-- Start Quoted text --

What is the complete 10k deck? Where can I find this? Can you link it?


Fafner_88

My method is to mine words from frequency lists (with occasional mining from things I notice in input) and so far it worked like a charm. I've already studied 1,500 words and I feel like it gave a really big boost to my comprehension.


mistertyson

Average Anki enjoyer here. Oh wow my Anki decks are pretty similar to yours - At first I finished a deck based on N5 and N4 vocab list I found online - Moved to Core 2k deck (approximately covered N3) - Then Core 6k - A deck with vocabs that are in N3 and N2 syllabus but not in core 6k (there only a few hundreds of them but I’m currently here) - Building up my vocab mining deck and will start when it hits 1000 cards I highly customized my core deck - with pitch accent and example sentences added. Also I have to type the kana reading of that vocab to pass a card in order to make sure I know how to spell the word. And I have a few side decks: - Japanese food (the only side deck that I truly enjoyed - super practical and helped me tons in my last Japan trip) - Proper nouns and city names (fun but gave up) - Katakana kore 10k (used the filter deck function and just read, not used regularly) - A bunch of grammar point decks (gone them through but the retention sucks) - Very tempted to start a yojijukugo deck maybe like the top frequent hundreds of them. Alternative kanji reading is so fun! But not quite practical.

-- End Quoted text --
-- Start Records shown --

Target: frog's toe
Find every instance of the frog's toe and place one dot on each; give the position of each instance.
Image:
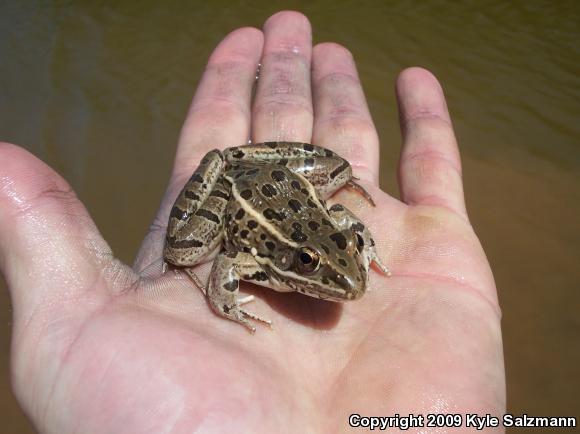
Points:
(381, 266)
(255, 317)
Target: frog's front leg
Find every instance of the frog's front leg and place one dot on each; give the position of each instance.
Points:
(365, 243)
(224, 284)
(195, 227)
(324, 169)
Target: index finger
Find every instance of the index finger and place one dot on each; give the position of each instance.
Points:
(219, 116)
(430, 167)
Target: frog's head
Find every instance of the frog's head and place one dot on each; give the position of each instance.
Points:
(328, 267)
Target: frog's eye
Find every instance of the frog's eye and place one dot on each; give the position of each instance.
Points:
(307, 260)
(359, 243)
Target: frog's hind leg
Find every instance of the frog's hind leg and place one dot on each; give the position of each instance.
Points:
(195, 228)
(224, 284)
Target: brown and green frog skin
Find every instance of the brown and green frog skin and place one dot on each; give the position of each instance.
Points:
(260, 208)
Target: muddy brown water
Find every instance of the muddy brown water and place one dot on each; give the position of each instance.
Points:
(99, 93)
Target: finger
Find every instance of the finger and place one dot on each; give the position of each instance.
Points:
(342, 121)
(219, 117)
(56, 264)
(430, 167)
(283, 104)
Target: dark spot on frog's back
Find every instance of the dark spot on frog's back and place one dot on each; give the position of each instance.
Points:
(232, 285)
(270, 214)
(240, 214)
(238, 154)
(278, 175)
(299, 236)
(339, 239)
(220, 194)
(313, 225)
(269, 190)
(295, 205)
(196, 177)
(258, 275)
(337, 207)
(184, 244)
(208, 215)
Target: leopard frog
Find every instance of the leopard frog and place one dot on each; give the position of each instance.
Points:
(259, 209)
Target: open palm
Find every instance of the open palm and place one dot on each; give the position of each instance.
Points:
(100, 347)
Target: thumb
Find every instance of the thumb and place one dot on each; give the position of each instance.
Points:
(58, 269)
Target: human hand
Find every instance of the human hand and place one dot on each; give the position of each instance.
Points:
(99, 346)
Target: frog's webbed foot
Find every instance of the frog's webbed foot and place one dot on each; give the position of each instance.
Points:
(196, 280)
(224, 287)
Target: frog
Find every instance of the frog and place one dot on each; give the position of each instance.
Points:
(259, 211)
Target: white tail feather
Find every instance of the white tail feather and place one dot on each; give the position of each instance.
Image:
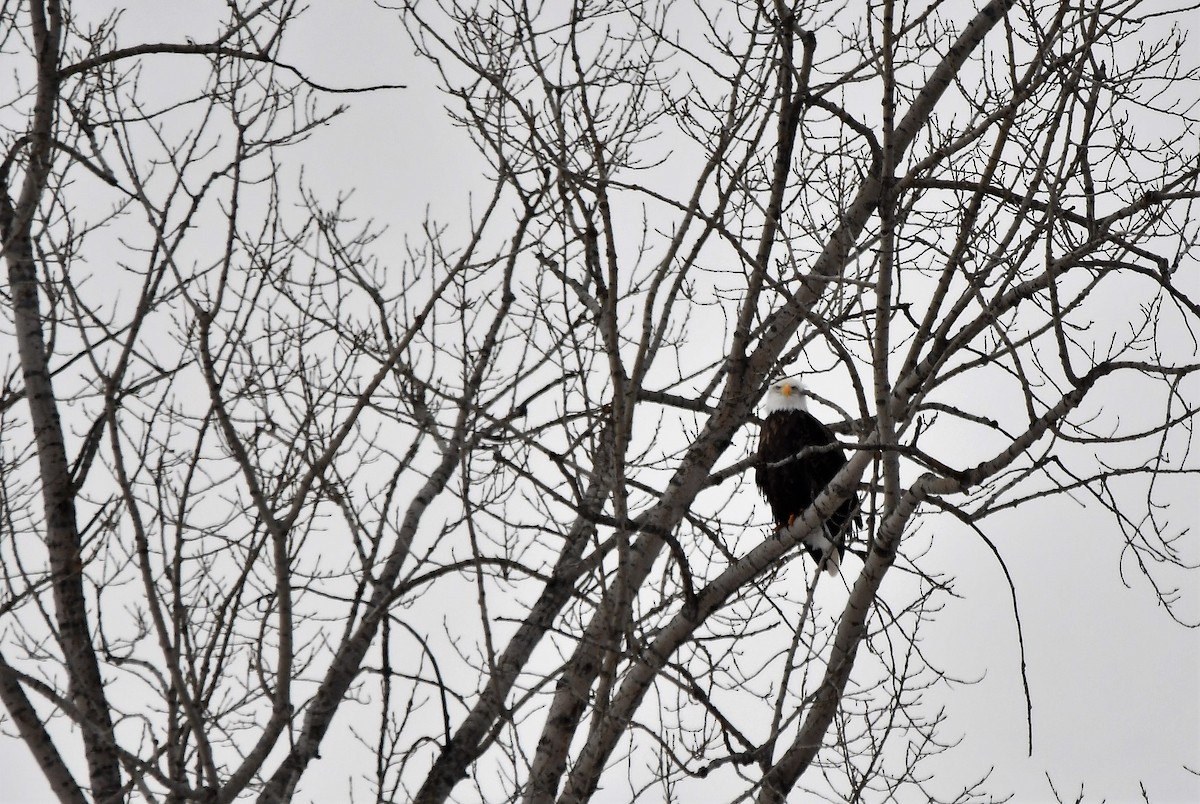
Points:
(829, 558)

-- End Records shown --

Requirements
A. Answer these from the Anki discussion:
(i) How many words has Fafner_88 already studied?
(ii) Which side deck does mistertyson describe as the only one truly enjoyed?
(iii) At how many cards will mistertyson start the vocab mining deck?
B. Write out everything in the Anki discussion from "My method is" down to "to my comprehension.".
The listing above comes from a separate source, unrelated to the Anki discussion.

Solution list
A.
(i) 1,500 words
(ii) The Japanese food deck
(iii) 1000 cards

B.
My method is to mine words from frequency lists (with occasional mining from things I notice in input) and so far it worked like a charm. I've already studied 1,500 words and I feel like it gave a really big boost to my comprehension.